Alassane Samba Diop : « L’intervieweur n’est pas un juge »

Depuis 2018,  un nouveau groupe de presse est arrivé sur l’espace médiatique. C’est le groupe Emedia avec sa télé itv et sa radio iradio. Il se démène tant bien que mal dans un environnement pas évident avec une loi obsolète sur la publicité. La semaine dernière s’est ajouté Bés-Bi (le jour) le quotidien. À la baguette de ce groupe, l’animateur Dj Boub’s et les journalistes Mamoudou Ibra Kane et Alassane Samba Diop.  Alassane Samba Diop, transfuge de GFM de Youssou Ndour comme ses deux compères d’ailleurs, a interviewé pendant de nombreuses années des personnalités dans son émission Remue-ménages. Penseurs et analystes, philosophes, sociologues, historiens, journalistes ou politiques se sont succédés autour de son micro pour décortiquer l’actualité. De ces centaines d’heures d’interviews, que le journaliste prenait le soin d’enregistrer, il a puisé des extraits pour publier « La vie est un temps de parole » aux Éditions Feu de Brousse. Un ouvrage en hommage au philosophe Hamidou Dia, au directeur du Laboratoire de l’imaginaire de l’Institut Fondamental d’Afrique Noire (IFAN), Ibrahima Sow et au coordonnateur du Forum civil, Mouhamadou Mbodj tous aujourd’hui décédés. Juste avant la cérémonie de dédicace prévue vendredi, Kirinapost a rencontré l’auteur. Discussion autour du livre, du métier de journaliste et aussi d’intervieweur.

 

Kirinapost: Alassane Samba Diop, c’est quoi un bon article de presse pour toi ?

Alassane Samba Diop: Le bon article pour moi, en dehors des différentes technique et règles à respecterest celui qui s’intéresse aux vrais enjeux. On doit sortir du tout politique. Un article qui pose les vrais problèmes auxquels les populations sont confrontées. La presse ne parle pas assez des questions de santé, des problèmes liés à l’eau ou à l’éducation. Pourquoi il n’y a pas d’écoles dans telle localité par exemple c’est un bon papier. Un journaliste doit mettre l’Etat face à ses responsabilités.

Tu interviewes depuis 18 ans des personnalités, penseurs, universitaires, hommes politiques. Qu’est-ce-qui fait que ce genre d’émission marche ? Ou plus simplement c’est quoi une bonne interview ?

 Alassane Samba Diop: Pour une bonne interview, il faut peut-être avoir le bon client pour commencer. De son côté, le journaliste doit au moins savoir de quoi on parle. C’est la moindre des choses. Il s’agit donc de bien préparer ses thèmes et questions pour ne pas que l’invité raconte des balivernes ou nous mène en bateau. Ensuite, il faut beaucoup d’humilité. Un intervieweur pose des questions, il n’est pas un juge. Seul le public juge. Enfin, il faut éviter la discussion «  grand place ». On n’est pas à la borne fontaine et il est important que l’invité puisse s’exprimer et développer sa pensée.

■ ■ ■

▶ _ÉNONCÉ A_:
Relevez chaque ligne du listing où figure le mot "jeans".

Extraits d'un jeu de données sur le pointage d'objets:

■ ■ ■

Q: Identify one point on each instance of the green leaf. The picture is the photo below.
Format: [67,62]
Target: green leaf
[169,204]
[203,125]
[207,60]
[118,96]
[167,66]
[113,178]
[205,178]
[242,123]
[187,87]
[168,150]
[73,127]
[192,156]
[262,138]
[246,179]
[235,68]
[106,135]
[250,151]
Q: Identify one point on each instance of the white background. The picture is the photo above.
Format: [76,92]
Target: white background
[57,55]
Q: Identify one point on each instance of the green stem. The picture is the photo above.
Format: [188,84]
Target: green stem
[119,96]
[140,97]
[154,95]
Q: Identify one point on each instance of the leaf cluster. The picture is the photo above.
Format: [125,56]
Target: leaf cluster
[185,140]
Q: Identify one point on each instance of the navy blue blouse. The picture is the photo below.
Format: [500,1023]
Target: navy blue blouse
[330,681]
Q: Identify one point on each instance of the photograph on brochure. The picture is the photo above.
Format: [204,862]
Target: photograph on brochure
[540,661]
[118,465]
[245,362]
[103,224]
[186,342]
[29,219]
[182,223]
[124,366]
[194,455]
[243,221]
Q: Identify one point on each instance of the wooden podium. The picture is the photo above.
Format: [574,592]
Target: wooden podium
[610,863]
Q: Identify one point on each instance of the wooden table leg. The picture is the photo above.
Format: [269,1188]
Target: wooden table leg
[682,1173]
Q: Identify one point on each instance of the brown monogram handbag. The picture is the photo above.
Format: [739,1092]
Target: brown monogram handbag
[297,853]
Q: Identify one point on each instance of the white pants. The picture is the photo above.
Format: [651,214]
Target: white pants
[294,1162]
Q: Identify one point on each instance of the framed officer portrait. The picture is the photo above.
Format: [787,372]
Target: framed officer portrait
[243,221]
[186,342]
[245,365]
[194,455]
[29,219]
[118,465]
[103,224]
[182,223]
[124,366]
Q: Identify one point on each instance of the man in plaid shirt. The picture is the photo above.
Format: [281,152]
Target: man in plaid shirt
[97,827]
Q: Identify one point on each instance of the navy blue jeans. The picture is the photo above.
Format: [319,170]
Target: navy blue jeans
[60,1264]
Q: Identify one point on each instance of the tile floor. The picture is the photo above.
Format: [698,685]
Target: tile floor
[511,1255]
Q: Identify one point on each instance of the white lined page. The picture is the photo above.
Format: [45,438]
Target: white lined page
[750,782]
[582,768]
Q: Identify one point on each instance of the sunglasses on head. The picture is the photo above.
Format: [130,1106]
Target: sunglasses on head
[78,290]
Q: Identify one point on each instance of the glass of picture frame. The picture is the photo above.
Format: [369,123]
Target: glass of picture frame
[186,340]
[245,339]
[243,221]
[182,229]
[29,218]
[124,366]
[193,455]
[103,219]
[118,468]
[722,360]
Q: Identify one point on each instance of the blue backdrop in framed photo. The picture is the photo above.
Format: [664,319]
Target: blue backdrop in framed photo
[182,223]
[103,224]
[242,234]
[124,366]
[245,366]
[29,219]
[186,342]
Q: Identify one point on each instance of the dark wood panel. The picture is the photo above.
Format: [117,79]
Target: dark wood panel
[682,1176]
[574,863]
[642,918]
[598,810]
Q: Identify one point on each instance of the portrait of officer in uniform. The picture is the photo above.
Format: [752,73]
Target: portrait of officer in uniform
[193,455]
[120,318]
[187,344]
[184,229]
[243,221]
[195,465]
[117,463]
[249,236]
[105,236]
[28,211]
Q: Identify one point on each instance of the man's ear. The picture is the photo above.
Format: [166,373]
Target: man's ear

■ ■ ■

▶ _ÉNONCÉ B_:
D'après l'entretien, à quelles personnes l'ouvrage « La vie est un temps de parole » rend-il hommage ?

▶ _CORRIGÉ A_:
Q: Identify one point on each instance of the navy blue jeans. The picture is the photo above.
Target: navy blue jeans

▶ _CORRIGÉ B_:
- Hamidou Dia, philosophe
- Ibrahima Sow, directeur du Laboratoire de l'imaginaire de l'Institut Fondamental d'Afrique Noire (IFAN)
- Mouhamadou Mbodj, coordonnateur du Forum civil